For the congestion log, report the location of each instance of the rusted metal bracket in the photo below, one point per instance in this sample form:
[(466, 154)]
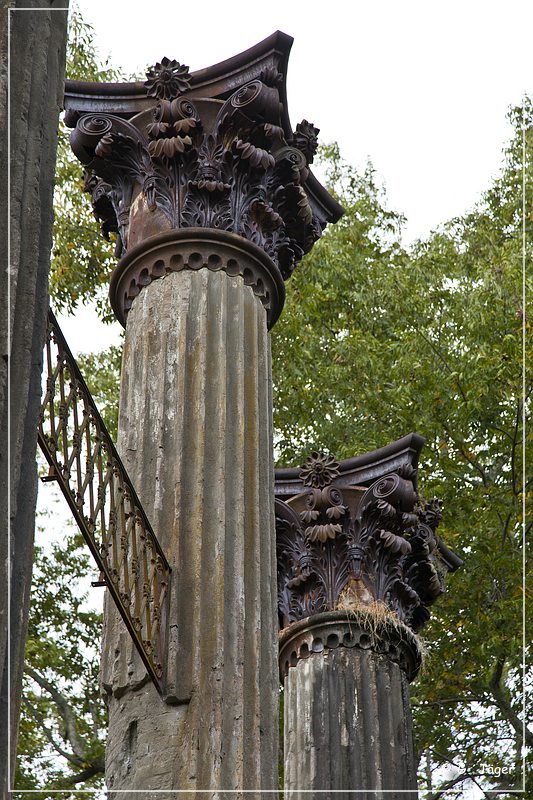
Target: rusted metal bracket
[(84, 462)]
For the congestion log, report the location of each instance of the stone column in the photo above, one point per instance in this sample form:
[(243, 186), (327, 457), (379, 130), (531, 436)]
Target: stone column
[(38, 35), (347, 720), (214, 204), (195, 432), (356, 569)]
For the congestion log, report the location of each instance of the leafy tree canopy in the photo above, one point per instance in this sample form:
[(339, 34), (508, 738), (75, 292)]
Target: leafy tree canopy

---*---

Problem statement: Every entry above needs to be copied exactly, apart from its pictures.

Solution below:
For the congestion log, report the location of each instance of the rusted metal bracket in the photo below, one point per instance in this sample form:
[(466, 154)]
Target: rusted metal bracket
[(84, 462)]
For the congestion log, report the location of each instance of the stone column in the photo above, one point per instance in this sample form:
[(243, 186), (327, 457), (379, 130), (531, 436)]
Target: stone column
[(38, 35), (347, 720), (214, 204), (195, 432), (356, 569)]
For the congestion log, report the location of each instance of the leafy tree canopy in the photo above, one point per instance in this sample form:
[(339, 34), (508, 738), (75, 292)]
Target: leafy tree canopy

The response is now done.